----- Records to process
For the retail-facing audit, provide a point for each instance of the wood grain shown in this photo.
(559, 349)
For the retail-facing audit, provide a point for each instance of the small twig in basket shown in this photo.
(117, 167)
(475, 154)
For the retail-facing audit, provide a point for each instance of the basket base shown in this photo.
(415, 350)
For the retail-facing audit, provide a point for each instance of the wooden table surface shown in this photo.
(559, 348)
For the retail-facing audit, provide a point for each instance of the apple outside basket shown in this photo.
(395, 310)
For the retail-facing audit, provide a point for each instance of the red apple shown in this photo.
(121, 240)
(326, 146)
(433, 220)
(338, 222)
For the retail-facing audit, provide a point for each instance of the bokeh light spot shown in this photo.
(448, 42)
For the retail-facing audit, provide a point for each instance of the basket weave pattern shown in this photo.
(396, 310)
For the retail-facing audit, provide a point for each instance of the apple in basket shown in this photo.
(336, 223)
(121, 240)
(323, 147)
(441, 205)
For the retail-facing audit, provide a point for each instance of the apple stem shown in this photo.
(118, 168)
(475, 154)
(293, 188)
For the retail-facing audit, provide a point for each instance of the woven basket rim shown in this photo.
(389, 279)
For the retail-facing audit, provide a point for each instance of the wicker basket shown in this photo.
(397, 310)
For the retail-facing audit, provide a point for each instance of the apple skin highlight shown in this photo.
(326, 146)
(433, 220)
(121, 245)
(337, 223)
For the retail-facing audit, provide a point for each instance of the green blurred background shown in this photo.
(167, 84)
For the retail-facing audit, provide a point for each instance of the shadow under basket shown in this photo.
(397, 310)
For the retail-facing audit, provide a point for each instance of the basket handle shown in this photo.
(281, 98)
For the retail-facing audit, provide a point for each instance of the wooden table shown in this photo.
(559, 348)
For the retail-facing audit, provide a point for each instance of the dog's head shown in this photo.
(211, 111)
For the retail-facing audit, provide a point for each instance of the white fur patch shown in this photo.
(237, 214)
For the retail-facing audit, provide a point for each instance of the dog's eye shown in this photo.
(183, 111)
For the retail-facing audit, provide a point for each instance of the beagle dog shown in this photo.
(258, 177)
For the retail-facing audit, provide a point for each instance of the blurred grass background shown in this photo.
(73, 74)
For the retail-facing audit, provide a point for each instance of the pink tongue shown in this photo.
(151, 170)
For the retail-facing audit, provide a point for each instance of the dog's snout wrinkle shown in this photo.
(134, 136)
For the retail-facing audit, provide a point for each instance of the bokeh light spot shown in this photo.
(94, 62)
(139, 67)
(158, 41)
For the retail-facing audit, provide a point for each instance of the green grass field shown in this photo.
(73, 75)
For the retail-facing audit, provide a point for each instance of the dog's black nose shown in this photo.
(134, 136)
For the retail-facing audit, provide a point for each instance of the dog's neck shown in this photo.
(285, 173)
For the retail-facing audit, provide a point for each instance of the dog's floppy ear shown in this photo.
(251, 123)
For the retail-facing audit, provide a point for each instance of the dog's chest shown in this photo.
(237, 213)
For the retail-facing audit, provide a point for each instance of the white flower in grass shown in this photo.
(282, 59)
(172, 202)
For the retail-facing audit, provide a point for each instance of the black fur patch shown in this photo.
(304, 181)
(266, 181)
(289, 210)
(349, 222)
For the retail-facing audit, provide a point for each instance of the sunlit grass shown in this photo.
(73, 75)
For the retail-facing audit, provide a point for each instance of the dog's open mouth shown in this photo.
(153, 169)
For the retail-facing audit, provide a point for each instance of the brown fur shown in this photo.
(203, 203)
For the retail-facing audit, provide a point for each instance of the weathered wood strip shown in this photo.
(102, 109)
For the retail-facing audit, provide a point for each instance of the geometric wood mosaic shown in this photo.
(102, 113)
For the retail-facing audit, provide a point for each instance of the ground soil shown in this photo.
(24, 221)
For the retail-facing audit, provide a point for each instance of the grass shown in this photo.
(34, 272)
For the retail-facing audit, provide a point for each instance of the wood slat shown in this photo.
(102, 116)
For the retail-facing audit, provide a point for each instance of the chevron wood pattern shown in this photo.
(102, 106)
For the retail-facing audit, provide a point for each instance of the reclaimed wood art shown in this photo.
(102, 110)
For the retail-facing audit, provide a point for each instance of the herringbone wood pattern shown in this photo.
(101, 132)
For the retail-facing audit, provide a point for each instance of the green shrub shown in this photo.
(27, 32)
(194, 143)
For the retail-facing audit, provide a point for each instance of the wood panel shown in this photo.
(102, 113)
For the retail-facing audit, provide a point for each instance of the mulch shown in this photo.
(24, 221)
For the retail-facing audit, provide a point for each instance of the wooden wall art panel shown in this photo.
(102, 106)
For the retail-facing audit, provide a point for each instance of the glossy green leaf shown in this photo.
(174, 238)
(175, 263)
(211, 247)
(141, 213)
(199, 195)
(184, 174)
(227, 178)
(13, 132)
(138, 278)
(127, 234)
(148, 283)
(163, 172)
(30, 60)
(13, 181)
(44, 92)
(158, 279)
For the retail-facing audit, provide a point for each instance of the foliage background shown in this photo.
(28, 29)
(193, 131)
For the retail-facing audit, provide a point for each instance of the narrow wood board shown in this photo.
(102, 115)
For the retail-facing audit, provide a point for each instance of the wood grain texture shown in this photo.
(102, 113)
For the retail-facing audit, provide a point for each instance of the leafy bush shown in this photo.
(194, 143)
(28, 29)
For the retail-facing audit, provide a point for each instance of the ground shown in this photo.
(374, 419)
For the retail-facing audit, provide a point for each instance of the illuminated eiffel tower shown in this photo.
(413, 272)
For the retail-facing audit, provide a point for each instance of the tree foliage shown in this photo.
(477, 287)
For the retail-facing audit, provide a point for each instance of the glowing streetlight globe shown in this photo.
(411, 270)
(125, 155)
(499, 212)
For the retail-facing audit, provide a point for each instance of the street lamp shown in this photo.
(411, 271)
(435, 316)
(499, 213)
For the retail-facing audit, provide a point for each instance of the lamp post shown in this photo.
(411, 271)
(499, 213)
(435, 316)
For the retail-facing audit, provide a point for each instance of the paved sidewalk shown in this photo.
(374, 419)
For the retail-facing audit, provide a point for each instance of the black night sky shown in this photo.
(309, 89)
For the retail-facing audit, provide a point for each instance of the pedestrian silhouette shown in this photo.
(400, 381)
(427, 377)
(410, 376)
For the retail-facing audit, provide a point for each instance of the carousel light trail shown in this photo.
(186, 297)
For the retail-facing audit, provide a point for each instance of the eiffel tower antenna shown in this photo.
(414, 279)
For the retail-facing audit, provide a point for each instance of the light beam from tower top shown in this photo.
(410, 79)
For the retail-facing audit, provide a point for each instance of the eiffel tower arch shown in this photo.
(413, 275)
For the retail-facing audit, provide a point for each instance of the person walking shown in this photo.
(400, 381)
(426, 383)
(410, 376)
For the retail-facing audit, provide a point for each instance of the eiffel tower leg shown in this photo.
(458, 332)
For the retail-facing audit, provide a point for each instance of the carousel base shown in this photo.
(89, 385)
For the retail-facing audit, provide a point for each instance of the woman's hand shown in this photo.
----------
**Task to complete**. Rewrite the material above, replacing "retail-facing audit" with "store inventory check" everywhere and leaving everything else unchanged.

**Full solution**.
For the store inventory check, provide a point for each instance of the wood grain shown in this photo.
(559, 349)
For the store inventory check, provide a point for each instance of the small twig in basket shown in this photo.
(117, 167)
(475, 154)
For the store inventory check, provide a point for each instance of the basket base shown in this photo.
(415, 350)
For the store inventory check, provide a point for each instance of the wooden table surface shown in this photo.
(559, 348)
For the store inventory check, provide a point for each instance of the apple outside basket shown in this photo.
(395, 310)
For the store inventory check, provide a point for each instance of the red apple shown in this photo.
(121, 240)
(326, 146)
(433, 220)
(338, 222)
For the store inventory check, provide a point for each instance of the bokeh light spot shown in this photo.
(448, 42)
For the store inventory check, provide a point for each instance of the basket weave pattern shown in this photo.
(396, 310)
For the store inventory check, provide a point for each instance of the apple in basket shown in this photo.
(336, 223)
(121, 240)
(323, 147)
(441, 205)
For the store inventory check, provide a point for each instance of the apple stem shown in this photo.
(118, 168)
(475, 154)
(293, 188)
For the store inventory check, provide a point for each instance of the woven basket rim shown in this photo.
(389, 279)
For the store inventory check, provide a point for each instance of the wicker basket shown in this photo.
(397, 310)
For the store inventory check, provide a point for each instance of the apple skin highlight shown in this photo.
(326, 146)
(433, 220)
(121, 245)
(337, 223)
For the store inventory check, provide a point for each instance of the green blurred background shown in this photo.
(167, 84)
For the store inventory check, provide a point for each instance of the shadow under basket shown in this photo.
(397, 310)
For the store inventory check, provide a point for each instance of the basket handle shown in this photo.
(281, 98)
For the store inventory check, provide a point for each instance of the wooden table shown in this photo.
(559, 348)
For the store inventory check, provide a point for each instance of the dog's head shown in this photo.
(211, 111)
For the store inventory check, provide a point for each instance of the white fur patch shown in this photo.
(237, 214)
For the store inventory check, provide a point for each instance of the dog's eye shown in this photo.
(183, 111)
For the store inventory check, provide a point for each instance of the beagle dog shown in this photo.
(258, 177)
For the store inventory check, provide a point for each instance of the blurred grass background shown in this photo.
(73, 74)
For the store inventory check, provide a point for each instance of the pink tongue shown in this photo.
(151, 170)
For the store inventory check, provide a point for each instance of the dog's snout wrinkle shown in this photo.
(134, 136)
For the store inventory check, provide a point for each instance of the bokeh light spot shown in this photo.
(94, 62)
(139, 67)
(158, 41)
For the store inventory check, provide a point for each instance of the green grass field shown in this photo.
(73, 75)
For the store inventory check, provide a point for each instance of the dog's black nose shown in this photo.
(134, 136)
For the store inventory check, provide a point for each instance of the dog's neck shown in this photo.
(285, 173)
For the store inventory check, provide a point for each instance of the dog's floppy ear shown in this photo.
(251, 123)
For the store inventory check, provide a point for each instance of the dog's chest shown in this photo.
(237, 213)
For the store inventory check, provide a point for each instance of the white flower in grass shown in this photo.
(282, 59)
(172, 202)
For the store inventory check, provide a point for each instance of the black fur patch shown in this photo.
(304, 181)
(266, 181)
(289, 210)
(349, 222)
For the store inventory check, provide a point for each instance of the sunlit grass shown in this photo.
(73, 75)
For the store inventory check, provide a point for each instance of the dog's open mouth shown in this photo.
(153, 169)
For the store inventory check, provide a point for each instance of the brown fur shown in this photo.
(203, 203)
For the store inventory check, provide a point for each instance of the weathered wood strip shown in this photo.
(102, 109)
For the store inventory check, provide a point for each instance of the geometric wood mosaic shown in this photo.
(102, 113)
For the store inventory check, provide a point for each instance of the ground soil shown in this photo.
(24, 221)
For the store inventory check, provide a point for each instance of the grass shown in this photo.
(34, 272)
For the store inventory check, provide a point for each instance of the wood slat shown in this photo.
(102, 116)
For the store inventory check, provide a point for each instance of the chevron wood pattern shown in this photo.
(102, 106)
For the store inventory check, provide a point for each instance of the reclaimed wood art shown in this photo.
(102, 110)
For the store inventory check, provide a point for each instance of the herringbone wood pattern shown in this photo.
(101, 132)
For the store inventory check, provide a point for each instance of the green shrub shown in this photo.
(27, 32)
(194, 143)
For the store inventory check, provide a point for each instance of the wood panel shown in this photo.
(102, 113)
For the store inventory check, provide a point for each instance of the mulch shown in this photo.
(24, 221)
For the store inventory check, provide a point for each instance of the wooden wall art panel shown in this photo.
(102, 106)
For the store inventory check, provide a point for each instance of the glossy green leaf shown in this photo.
(174, 238)
(175, 263)
(211, 247)
(141, 213)
(199, 195)
(184, 174)
(227, 178)
(13, 132)
(138, 278)
(127, 234)
(148, 283)
(163, 172)
(30, 60)
(13, 181)
(44, 92)
(158, 279)
For the store inventory check, provide a point for each instance of the foliage background shown in this photo.
(28, 29)
(193, 131)
For the store inventory check, provide a point for each instance of the narrow wood board shown in this photo.
(102, 115)
For the store inventory check, provide a point for each instance of the wood grain texture shown in this photo.
(102, 113)
For the store inventory check, provide a point for each instance of the leafy bush shown in this photo.
(194, 143)
(28, 29)
For the store inventory check, provide a point for each instance of the ground shown in this photo.
(374, 419)
For the store inventory check, provide a point for each instance of the illuminated eiffel tower shown in this photo.
(413, 272)
For the store inventory check, provide a point for each instance of the tree foliage shown in this photo.
(477, 287)
For the store inventory check, provide a point for each instance of the glowing streetlight globe shown in this photo.
(411, 270)
(125, 155)
(499, 212)
For the store inventory check, provide a point for each instance of the street lamp shown in this photo.
(411, 271)
(435, 316)
(499, 213)
For the store inventory check, provide a point for each instance of the lamp post shown in this photo.
(411, 271)
(499, 213)
(435, 316)
For the store inventory check, provide a point for each instance of the paved sidewalk shown in this photo.
(374, 419)
For the store inventory check, provide a point for each instance of the black night sky shown in this photo.
(309, 89)
For the store inventory check, provide a point for each instance of the pedestrian silhouette shown in this photo.
(400, 381)
(427, 377)
(410, 376)
For the store inventory check, provide a point for each instance of the carousel light trail shown in this photo.
(186, 297)
For the store inventory check, provide a point for each instance of the eiffel tower antenna shown in this photo.
(414, 279)
For the store inventory check, provide a point for each instance of the light beam from tower top shown in this photo.
(410, 79)
For the store inventory check, provide a point for each instance of the eiffel tower arch shown in this photo.
(413, 275)
For the store inventory check, provide a point for each instance of the person walking shown in this photo.
(400, 381)
(426, 383)
(410, 376)
For the store inventory check, provide a point for each instance of the eiffel tower leg shown in this photo.
(458, 332)
For the store inventory check, provide a point for each instance of the carousel base shown in this photo.
(89, 385)
For the store inventory check, provide a point for each instance of the woman's hand shown in this photo.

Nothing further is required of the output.